» Given problem: Rescale the data from its start up to and including the line with "[[350, 376], [422, 358], [301, 374]]", repeating every line with the requests included. Multiply each coordinate in the answers by 1.15 and round to whole numbers, rounding halves up. Leave the requests and their format samples unchanged, and return only these lines.
========================
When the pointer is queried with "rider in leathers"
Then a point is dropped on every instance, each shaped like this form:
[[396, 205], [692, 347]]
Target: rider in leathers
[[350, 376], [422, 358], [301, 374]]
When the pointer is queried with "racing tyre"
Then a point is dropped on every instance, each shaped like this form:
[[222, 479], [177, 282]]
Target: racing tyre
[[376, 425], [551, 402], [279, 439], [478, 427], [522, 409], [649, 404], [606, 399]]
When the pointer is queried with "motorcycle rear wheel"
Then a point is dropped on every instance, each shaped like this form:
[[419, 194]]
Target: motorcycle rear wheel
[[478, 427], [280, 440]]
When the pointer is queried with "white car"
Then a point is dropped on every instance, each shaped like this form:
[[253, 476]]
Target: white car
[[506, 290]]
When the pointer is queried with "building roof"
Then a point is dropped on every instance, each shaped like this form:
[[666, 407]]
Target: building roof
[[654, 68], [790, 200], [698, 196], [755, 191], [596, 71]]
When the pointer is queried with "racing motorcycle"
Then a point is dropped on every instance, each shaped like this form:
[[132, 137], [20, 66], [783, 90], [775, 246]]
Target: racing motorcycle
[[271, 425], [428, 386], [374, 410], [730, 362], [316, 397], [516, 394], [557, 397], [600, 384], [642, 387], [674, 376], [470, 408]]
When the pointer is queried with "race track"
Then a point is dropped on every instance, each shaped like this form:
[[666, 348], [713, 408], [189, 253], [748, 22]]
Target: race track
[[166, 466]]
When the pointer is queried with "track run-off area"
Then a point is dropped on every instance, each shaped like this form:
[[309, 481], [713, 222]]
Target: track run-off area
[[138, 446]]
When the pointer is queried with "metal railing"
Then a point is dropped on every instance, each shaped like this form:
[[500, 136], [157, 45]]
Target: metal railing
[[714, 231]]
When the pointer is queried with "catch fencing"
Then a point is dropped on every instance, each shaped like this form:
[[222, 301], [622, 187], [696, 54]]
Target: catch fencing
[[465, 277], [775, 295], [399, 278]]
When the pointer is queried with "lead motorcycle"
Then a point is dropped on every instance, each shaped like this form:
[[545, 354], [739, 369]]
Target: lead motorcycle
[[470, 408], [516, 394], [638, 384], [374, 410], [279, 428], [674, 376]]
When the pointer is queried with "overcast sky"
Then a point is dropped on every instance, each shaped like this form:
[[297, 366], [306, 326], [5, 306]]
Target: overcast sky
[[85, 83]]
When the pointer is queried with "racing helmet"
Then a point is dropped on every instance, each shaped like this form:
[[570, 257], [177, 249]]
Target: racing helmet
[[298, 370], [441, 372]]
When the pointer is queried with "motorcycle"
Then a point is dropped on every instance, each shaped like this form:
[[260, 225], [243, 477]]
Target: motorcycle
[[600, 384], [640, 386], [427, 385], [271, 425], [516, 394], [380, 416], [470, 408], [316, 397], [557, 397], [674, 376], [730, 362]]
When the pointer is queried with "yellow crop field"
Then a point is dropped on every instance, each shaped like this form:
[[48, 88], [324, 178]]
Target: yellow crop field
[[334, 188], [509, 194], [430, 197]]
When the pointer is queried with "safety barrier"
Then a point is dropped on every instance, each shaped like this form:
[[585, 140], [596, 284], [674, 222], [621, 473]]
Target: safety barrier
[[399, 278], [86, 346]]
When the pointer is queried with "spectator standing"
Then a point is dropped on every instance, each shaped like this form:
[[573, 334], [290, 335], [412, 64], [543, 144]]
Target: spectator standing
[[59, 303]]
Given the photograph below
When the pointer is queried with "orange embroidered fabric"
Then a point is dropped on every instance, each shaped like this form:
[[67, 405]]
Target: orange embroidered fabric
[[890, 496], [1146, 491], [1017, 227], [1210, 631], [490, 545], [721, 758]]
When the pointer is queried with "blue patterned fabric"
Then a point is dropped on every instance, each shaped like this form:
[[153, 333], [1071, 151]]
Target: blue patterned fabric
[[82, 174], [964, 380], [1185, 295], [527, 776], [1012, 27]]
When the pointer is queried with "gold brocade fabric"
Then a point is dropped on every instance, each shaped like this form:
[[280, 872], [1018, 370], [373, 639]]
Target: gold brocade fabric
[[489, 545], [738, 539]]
========================
» Exercise output:
When the pointer is queried with "rider in leathers"
Then a point is dropped on every instance, each shaped like this form:
[[396, 205], [692, 347]]
Target: rider in leathers
[[403, 432], [485, 412], [346, 430]]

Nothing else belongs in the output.